● Data items
↓↓↓

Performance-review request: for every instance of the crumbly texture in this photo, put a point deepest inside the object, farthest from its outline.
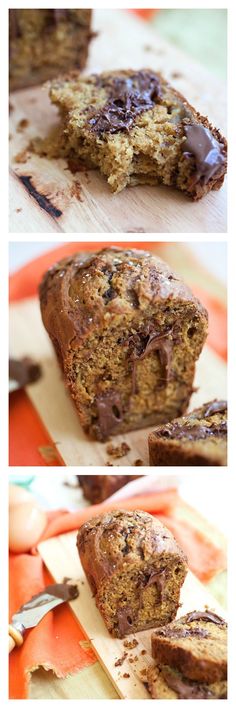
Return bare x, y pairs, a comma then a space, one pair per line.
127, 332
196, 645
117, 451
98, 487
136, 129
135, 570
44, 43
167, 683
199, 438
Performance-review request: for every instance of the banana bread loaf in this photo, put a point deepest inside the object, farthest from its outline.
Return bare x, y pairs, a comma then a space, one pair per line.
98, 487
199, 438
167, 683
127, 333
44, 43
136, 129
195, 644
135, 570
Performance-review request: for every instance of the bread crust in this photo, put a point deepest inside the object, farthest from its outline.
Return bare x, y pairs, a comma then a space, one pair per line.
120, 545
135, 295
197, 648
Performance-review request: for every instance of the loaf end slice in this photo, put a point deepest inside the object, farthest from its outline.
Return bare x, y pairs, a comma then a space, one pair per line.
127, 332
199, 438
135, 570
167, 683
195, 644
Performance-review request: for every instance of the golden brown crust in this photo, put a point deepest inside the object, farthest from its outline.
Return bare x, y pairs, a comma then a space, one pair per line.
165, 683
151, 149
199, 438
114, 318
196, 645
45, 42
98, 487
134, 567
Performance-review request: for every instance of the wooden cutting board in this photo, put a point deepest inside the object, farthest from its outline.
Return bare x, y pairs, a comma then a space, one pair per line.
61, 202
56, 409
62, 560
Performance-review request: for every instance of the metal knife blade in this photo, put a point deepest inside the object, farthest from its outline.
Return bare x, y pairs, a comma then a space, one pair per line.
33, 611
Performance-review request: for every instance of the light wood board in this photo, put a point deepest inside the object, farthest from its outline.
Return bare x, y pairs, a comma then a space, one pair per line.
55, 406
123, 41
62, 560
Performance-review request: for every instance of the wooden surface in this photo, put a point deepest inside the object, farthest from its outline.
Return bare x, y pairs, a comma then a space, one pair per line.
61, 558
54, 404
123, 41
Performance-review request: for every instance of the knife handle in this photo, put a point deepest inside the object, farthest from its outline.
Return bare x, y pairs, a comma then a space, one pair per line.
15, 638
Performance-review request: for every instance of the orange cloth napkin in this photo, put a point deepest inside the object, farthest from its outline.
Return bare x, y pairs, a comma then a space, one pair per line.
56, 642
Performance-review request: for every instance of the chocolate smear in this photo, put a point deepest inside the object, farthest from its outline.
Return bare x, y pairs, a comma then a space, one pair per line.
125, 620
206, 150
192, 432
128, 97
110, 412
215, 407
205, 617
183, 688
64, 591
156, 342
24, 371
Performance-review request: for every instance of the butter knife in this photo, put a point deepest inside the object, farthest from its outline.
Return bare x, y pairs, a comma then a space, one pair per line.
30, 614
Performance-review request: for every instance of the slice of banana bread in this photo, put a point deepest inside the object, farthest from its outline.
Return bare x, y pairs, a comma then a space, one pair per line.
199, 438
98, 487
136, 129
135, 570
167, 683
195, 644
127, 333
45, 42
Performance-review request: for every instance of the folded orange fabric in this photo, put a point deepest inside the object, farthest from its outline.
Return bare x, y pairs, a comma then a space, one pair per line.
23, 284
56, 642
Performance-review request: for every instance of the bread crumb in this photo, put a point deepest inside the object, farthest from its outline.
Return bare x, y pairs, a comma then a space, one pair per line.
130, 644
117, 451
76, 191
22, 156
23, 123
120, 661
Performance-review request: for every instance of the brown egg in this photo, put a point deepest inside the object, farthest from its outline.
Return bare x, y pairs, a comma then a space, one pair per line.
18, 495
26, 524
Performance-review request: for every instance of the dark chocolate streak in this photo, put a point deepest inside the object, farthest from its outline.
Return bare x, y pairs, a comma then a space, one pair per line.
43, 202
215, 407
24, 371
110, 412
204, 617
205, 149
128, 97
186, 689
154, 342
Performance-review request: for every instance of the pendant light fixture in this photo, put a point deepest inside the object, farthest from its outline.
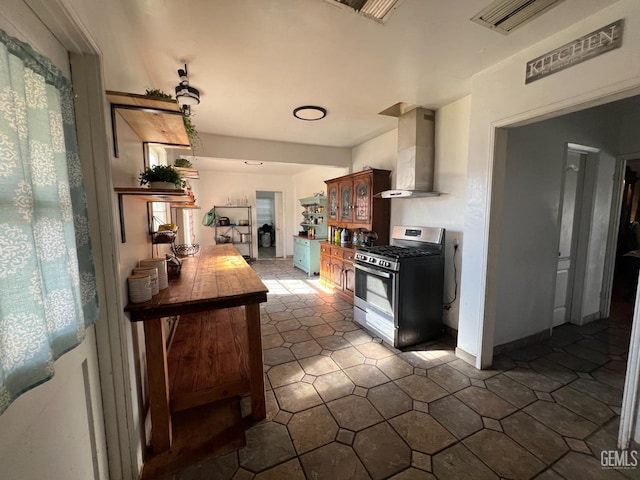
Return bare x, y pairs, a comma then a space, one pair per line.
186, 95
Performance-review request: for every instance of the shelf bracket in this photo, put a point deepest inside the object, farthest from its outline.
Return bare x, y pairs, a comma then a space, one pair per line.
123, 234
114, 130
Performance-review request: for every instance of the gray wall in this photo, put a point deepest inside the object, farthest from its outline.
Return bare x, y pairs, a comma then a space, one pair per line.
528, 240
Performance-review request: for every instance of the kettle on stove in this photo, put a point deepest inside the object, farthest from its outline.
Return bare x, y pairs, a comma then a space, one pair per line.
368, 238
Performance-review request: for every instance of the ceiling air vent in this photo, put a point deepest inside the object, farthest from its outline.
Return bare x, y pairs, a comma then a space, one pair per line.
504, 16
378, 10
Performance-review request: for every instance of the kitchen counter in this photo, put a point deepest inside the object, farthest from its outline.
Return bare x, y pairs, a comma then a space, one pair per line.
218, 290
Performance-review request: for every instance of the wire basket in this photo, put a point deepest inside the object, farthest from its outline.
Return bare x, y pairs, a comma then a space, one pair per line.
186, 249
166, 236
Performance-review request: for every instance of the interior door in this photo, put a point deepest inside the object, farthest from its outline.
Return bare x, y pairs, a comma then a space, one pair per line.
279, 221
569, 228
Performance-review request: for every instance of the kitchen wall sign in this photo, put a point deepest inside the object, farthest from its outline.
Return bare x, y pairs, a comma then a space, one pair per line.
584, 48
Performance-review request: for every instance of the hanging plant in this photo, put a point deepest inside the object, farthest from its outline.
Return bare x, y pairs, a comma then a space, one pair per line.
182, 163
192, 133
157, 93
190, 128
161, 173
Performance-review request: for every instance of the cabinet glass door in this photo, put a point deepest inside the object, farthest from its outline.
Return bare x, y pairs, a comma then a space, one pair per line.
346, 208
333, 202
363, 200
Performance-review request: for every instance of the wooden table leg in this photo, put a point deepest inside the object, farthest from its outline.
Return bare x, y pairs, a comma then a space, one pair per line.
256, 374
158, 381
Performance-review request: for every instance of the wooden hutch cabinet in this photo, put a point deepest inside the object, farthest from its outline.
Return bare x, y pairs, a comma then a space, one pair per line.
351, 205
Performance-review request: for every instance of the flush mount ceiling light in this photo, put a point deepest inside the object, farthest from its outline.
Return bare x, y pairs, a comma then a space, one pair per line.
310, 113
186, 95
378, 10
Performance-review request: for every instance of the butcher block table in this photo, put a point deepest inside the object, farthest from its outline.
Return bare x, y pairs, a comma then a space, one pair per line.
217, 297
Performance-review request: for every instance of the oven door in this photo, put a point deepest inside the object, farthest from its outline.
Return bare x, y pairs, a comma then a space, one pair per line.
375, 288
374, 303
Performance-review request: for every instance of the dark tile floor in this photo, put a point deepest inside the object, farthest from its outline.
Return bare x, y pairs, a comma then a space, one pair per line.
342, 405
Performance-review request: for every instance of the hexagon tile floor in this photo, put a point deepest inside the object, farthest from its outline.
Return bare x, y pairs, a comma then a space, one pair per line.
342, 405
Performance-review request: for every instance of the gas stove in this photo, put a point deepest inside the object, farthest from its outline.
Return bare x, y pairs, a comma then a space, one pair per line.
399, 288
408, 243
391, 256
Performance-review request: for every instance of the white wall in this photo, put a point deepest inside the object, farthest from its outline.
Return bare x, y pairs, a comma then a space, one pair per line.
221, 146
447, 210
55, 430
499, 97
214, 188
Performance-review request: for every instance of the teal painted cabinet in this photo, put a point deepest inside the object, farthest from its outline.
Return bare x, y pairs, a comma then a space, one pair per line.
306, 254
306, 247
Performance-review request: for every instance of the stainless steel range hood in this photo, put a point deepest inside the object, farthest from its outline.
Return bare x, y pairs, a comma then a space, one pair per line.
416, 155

↑↑↑
↓↓↓

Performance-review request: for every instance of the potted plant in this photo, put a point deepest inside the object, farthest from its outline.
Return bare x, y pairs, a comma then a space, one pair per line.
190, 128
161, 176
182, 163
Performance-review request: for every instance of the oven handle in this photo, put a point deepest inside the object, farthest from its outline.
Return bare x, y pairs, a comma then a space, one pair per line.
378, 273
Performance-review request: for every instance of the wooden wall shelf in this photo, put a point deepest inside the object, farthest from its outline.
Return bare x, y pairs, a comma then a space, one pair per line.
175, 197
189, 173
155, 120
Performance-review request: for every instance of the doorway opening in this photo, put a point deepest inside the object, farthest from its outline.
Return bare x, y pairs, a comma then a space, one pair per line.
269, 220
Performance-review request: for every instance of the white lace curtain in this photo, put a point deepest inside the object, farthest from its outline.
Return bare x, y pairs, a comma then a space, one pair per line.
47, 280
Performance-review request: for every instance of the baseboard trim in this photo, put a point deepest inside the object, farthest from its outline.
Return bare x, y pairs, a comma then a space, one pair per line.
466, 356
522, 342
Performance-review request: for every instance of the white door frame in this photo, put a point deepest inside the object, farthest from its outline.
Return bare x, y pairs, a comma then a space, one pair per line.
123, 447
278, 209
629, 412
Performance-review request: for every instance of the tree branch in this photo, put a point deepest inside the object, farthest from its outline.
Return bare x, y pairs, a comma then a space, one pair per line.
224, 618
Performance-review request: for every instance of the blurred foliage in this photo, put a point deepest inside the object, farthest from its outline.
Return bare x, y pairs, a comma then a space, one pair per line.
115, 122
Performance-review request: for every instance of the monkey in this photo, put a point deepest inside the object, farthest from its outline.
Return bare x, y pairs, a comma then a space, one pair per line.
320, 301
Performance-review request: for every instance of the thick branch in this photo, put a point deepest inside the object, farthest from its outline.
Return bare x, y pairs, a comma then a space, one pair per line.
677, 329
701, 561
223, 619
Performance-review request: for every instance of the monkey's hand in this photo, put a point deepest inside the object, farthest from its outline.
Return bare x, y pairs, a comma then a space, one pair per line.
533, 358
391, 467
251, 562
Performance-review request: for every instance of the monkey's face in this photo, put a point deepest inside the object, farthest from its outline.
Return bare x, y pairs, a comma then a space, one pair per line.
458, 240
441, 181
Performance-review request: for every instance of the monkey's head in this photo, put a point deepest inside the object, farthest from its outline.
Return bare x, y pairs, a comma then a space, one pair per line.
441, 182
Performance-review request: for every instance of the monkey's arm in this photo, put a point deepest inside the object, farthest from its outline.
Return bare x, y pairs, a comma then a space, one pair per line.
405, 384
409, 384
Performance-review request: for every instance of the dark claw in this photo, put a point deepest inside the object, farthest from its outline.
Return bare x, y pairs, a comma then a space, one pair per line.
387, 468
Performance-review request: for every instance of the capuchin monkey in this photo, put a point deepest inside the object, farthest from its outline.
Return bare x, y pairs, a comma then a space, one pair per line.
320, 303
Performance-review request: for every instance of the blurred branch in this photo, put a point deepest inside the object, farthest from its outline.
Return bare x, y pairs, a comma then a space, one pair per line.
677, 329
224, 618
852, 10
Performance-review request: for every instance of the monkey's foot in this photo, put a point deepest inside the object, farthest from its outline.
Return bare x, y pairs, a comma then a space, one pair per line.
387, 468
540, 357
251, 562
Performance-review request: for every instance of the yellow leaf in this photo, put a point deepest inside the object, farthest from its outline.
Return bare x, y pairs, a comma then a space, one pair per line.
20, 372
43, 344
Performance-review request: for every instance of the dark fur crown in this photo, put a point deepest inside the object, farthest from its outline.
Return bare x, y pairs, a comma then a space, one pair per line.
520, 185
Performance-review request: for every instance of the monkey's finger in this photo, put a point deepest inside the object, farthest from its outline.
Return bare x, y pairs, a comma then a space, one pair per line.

↑↑↑

● Objective
Please report in full each line of the material above that contains the string "shelf". Case counts.

● Answer to this exercise
Performance-review request: for every instance of the shelf bracket in this photo, put a point deepest inside the object, farthest from its outline.
Performance-review request: for every instance of the wooden wall shelf in this photo, put a point deepest inside the object, farthest from its outline.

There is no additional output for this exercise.